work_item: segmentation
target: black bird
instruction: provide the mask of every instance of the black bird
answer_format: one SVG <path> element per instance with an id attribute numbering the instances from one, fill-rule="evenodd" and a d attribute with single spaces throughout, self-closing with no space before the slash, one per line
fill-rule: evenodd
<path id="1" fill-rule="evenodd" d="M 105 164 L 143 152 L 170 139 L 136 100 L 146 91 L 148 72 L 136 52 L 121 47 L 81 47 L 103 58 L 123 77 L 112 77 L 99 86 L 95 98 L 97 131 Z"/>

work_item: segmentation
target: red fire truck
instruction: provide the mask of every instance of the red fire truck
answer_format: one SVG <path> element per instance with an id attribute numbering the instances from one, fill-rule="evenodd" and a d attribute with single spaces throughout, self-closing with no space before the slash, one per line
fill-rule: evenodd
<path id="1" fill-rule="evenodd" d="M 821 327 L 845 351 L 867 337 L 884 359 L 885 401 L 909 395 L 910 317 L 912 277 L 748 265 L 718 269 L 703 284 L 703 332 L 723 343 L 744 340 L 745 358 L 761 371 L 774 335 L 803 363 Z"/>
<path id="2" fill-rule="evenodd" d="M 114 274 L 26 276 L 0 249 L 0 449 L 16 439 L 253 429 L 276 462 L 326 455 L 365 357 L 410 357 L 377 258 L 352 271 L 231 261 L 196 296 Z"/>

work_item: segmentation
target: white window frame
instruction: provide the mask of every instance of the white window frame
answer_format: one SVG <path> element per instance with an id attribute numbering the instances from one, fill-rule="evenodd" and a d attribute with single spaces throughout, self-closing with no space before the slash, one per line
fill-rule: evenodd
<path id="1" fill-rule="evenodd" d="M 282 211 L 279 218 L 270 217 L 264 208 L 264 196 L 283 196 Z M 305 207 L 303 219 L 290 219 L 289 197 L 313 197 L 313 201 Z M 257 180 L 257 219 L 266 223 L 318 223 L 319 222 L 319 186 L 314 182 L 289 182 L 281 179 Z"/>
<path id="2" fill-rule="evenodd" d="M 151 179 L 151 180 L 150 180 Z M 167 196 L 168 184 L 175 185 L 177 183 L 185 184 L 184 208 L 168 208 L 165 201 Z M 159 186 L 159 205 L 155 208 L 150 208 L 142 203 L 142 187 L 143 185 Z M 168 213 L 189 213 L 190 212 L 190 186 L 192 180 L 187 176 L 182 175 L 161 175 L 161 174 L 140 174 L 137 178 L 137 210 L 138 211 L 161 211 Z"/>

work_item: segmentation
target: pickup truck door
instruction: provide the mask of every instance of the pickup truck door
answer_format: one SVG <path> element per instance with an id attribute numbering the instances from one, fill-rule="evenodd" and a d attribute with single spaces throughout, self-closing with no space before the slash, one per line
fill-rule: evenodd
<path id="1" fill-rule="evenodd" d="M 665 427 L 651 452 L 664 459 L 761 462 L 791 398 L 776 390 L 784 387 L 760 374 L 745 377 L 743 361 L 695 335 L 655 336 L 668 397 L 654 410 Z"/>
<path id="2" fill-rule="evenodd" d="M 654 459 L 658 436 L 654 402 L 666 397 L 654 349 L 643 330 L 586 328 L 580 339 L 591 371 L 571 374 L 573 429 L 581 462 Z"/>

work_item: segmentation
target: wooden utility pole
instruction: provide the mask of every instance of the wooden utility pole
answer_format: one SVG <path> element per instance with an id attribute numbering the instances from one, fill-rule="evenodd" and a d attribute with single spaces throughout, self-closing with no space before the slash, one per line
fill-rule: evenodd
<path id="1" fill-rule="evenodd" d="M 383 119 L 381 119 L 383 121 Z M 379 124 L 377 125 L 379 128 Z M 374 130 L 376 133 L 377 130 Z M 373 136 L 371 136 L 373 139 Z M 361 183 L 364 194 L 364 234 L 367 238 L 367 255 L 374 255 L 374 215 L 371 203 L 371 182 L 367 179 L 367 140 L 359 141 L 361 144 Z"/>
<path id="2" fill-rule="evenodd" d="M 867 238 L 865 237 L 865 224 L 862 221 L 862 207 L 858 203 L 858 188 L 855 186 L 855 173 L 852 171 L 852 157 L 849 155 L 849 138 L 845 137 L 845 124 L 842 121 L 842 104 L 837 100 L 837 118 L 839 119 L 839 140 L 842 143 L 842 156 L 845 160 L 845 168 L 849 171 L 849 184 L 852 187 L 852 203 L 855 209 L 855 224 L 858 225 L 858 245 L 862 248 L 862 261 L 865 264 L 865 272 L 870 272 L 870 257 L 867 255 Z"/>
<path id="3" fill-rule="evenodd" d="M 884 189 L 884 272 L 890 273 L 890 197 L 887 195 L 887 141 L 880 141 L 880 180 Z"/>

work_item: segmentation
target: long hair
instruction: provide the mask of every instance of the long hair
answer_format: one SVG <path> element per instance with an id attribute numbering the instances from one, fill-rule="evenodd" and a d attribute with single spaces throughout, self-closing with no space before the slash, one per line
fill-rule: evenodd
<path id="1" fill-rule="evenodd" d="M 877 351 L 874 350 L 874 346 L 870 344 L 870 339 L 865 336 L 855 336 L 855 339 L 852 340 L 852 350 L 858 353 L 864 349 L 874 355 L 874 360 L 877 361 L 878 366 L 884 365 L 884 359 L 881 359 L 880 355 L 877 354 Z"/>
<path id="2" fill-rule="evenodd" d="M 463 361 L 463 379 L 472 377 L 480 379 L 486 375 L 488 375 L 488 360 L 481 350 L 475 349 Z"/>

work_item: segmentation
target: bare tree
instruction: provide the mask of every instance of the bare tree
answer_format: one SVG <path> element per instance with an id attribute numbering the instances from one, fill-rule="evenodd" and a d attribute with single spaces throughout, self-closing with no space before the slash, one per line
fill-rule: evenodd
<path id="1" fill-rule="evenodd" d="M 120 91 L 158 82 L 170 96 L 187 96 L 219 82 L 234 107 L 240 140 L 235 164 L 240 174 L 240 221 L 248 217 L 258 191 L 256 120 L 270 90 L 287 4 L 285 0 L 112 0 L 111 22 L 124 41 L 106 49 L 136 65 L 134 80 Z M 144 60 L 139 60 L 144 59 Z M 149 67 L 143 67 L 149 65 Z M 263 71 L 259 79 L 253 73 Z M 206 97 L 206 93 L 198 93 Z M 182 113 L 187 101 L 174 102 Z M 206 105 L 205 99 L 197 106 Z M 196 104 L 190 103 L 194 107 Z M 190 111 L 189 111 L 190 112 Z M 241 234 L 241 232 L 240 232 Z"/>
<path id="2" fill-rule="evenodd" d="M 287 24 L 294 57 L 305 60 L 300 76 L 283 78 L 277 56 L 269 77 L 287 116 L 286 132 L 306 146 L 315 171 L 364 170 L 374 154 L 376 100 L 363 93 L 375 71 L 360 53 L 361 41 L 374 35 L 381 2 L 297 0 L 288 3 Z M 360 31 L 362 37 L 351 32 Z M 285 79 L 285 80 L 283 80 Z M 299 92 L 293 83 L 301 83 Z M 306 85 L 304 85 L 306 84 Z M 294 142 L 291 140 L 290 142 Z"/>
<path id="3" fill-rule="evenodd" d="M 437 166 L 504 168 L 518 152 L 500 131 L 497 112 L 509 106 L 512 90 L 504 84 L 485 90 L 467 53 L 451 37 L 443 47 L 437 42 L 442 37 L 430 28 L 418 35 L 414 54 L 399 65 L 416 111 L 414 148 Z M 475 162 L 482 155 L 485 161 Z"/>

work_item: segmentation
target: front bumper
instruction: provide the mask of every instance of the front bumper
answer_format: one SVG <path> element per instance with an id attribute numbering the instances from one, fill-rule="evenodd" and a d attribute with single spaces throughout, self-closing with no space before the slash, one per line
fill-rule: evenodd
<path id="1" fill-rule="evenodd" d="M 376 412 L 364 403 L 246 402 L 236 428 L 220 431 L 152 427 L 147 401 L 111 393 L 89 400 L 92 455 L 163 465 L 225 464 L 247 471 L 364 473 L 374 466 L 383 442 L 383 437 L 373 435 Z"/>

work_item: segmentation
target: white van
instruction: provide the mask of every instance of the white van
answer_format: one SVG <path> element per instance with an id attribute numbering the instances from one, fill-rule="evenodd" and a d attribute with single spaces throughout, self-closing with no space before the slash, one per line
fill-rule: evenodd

________________________________________

§ Stated goal
Copy out the data above exactly, from its first line through the line that contains "114 274 L 26".

§ In response
work_item: segmentation
target: black bird
instruction: provide the mask of every instance of the black bird
answer_format: one SVG <path> element per instance with an id attribute numbering the instances from one, fill-rule="evenodd" and a d attribute with single spaces throughout, self-closing with no space before the slash, one per line
fill-rule: evenodd
<path id="1" fill-rule="evenodd" d="M 105 164 L 143 152 L 170 139 L 136 100 L 146 91 L 148 72 L 136 52 L 121 47 L 81 47 L 103 58 L 123 77 L 112 77 L 99 86 L 95 98 L 97 131 Z"/>

work_item: segmentation
target: red fire truck
instruction: provide the mask of every instance of the red fire truck
answer_format: one SVG <path> element per instance with an id attribute numbering the instances from one, fill-rule="evenodd" and a d attribute with single spaces throughout, self-closing with no space before the slash, one per line
fill-rule: evenodd
<path id="1" fill-rule="evenodd" d="M 821 327 L 845 351 L 867 337 L 884 359 L 885 401 L 909 395 L 910 317 L 912 277 L 748 265 L 718 269 L 703 284 L 703 332 L 723 343 L 744 340 L 745 358 L 761 371 L 774 335 L 803 363 Z"/>
<path id="2" fill-rule="evenodd" d="M 114 274 L 26 276 L 0 249 L 0 449 L 16 439 L 253 429 L 276 462 L 326 455 L 365 357 L 410 357 L 377 258 L 352 271 L 231 261 L 196 296 Z"/>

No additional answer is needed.